**Task item A**
In two sentences, summarize the article about the parasite named after Barack Obama.
**Task item B**
Write the next part of the article about the Obama-named parasite, picking up after its final sentence.

Barack Obama won’t be President for much longer, but his essence will be immortalized in nature, thanks to a team of scientists who named a parasite after him this week. Baracktrema obamai is, now, officially the name of a turtle-infecting parasitic flatworm, researchers proudly announced in a paper published in the Journal of Parasitology this week. While the President’s critics and fans alike might interpret the commemoration as a form of low-key trolling, a closer inspection of the parasite in question reveals that it resembles Barack in more flattering ways than you’d think.
It’s long
The Baracktrema flatworm, a blood parasite, can grow up to a full two inches. Compared to its closest relative, another turtle-infecting flatworm known as Unicaecum, Barack’s namesake bug is pretty damn long. At 30 to 50 times longer than it is wide, it’s significantly longer than the Unicaecum, whose length is only 8 to 12 times its width.
Similarly, the President is on the tall side, relative to his peers. At six feet and one inch tall, Barack is no shorty: As far as U.S. leaders go, he’s tied for ninth-tallest together with Andrew Jackson and Ronald Reagan. (James Madison, a diminutive five feet four inches, could have been the Unicaecum’s namesake.)
It’s thin
For a parasite to sneak into the blood of turtles, it’s got to be pretty stealthy. Baracktrema, not surprisingly, is literally thin as a hair! And, just like his parasitic counterpart, President Obama is not exactly a heavyweight. Much fuss has been made about his thin physique, with even The Atlantic slim-shaming him back in 2012. His thin build is hardly news, though; even Obama himself has publicly referred to his past as a “skinny kid with a funny name.” These days, however, at a BMI of 22.8, he falls squarely in the middle of the “fittest President ever” range.

**Records from a collection**
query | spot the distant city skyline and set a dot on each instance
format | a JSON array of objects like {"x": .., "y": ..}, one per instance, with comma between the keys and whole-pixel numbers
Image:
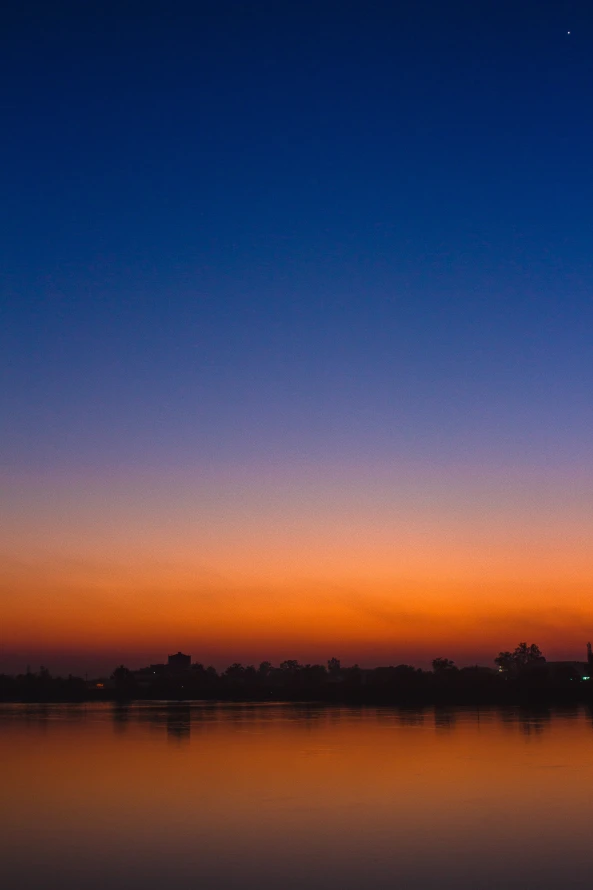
[{"x": 295, "y": 338}]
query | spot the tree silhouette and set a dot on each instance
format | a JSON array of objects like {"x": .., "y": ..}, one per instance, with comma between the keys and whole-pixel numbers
[{"x": 523, "y": 656}]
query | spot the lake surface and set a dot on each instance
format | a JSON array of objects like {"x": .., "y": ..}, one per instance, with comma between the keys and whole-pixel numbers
[{"x": 281, "y": 796}]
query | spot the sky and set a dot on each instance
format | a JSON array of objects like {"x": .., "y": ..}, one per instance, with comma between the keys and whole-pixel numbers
[{"x": 295, "y": 331}]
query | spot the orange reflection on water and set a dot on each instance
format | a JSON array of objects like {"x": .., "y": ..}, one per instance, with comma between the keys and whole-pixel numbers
[{"x": 294, "y": 794}]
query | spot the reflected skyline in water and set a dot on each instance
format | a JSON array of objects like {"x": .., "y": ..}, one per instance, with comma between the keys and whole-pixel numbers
[{"x": 265, "y": 796}]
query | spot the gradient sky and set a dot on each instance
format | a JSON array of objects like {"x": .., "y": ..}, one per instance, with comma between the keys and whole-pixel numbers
[{"x": 297, "y": 314}]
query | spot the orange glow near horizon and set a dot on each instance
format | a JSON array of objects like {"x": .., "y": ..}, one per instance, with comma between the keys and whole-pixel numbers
[{"x": 388, "y": 567}]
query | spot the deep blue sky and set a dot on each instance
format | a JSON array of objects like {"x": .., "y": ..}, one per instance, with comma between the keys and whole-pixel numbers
[{"x": 313, "y": 228}]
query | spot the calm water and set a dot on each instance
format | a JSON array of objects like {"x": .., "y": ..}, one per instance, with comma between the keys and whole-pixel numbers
[{"x": 219, "y": 797}]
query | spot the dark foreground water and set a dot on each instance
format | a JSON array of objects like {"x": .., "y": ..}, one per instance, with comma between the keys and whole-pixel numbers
[{"x": 250, "y": 796}]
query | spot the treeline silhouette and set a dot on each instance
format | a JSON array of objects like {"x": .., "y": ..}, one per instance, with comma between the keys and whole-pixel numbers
[{"x": 521, "y": 675}]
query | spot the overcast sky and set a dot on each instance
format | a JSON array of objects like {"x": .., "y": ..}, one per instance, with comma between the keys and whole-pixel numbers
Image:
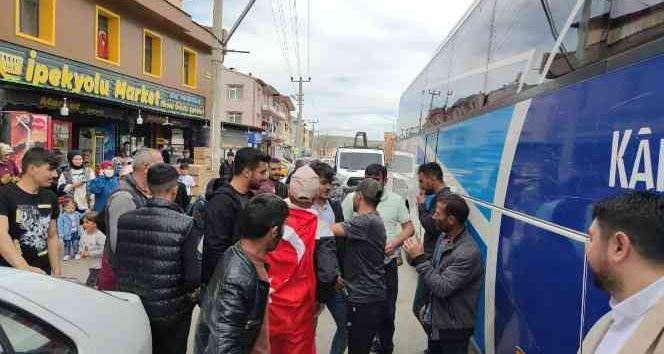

**Response A**
Scientists named a turtle-infecting parasitic flatworm Baracktrema obamai in a paper published in the Journal of Parasitology. The article argues that the parasite resembles the President in flattering ways: it is long for its kind, growing up to two inches and 30 to 50 times longer than it is wide, much as Obama is tall at six feet one inch, and it is thin as a hair, much as Obama has a thin build.

**Response B**
It’s resilient
For a blood-sucking flatworm to have stuck around as long as Baracktrema, it’s got to be pretty hardy. The flatworm sticks it out under some pretty harsh circumstances: After finding its way into the bloodstreams of turtles, it lays its eggs in the lungs’ tiny alveoli, where, presumably by triggering some sort of coughing mechanism — scientists can’t tell yet — the eggs manage to return to the water, where they hatch and continue to spread.
To say that President Obama has withstood some inhospitable environments over the past eight years would be an understatement. He’s managed to last nearly two terms of swatting away unrelenting birth truthers and withstanding the blustering hellfire of Donald Trump. Hell, he survived a trip in the Alaskan wilderness with Bear Grylls himself and lived to tell the tale on the Tonight Show. As he nears the end of his Presidency, it’s only fitting we honored his legacy with something equally as hardy as he is.
It isn’t down with turtles
B. obamai was discovered in the lungs of Malaysian freshwater turtles, which it evidently has no problem fucking over. Okay, the President hasn’t explicitly expressed a death wish for turtles, as far as we can tell, but he can’t be a huge fan of all those right-wing jokers comparing him to that turtle on a fencepost:
Conservatives often liken Obama to a turtle on a fencepost who didn’t get up there by himself, doesn’t belong there and doesn’t know what to do while he is up there. I used to laugh at that joke, but I still had a healthy amount of respect for Obama, who earned his position through talent and hard work. Not anymore.
It’s cool as hell
The patriotic researcher who named the parasitic flatworm, Saint Mary’s College biologist Thomas Platt, Ph.D., said it himself in an interview with AP: “It’s long. It’s thin. And it’s cool as hell.” Just like Barack. And who could argue with that?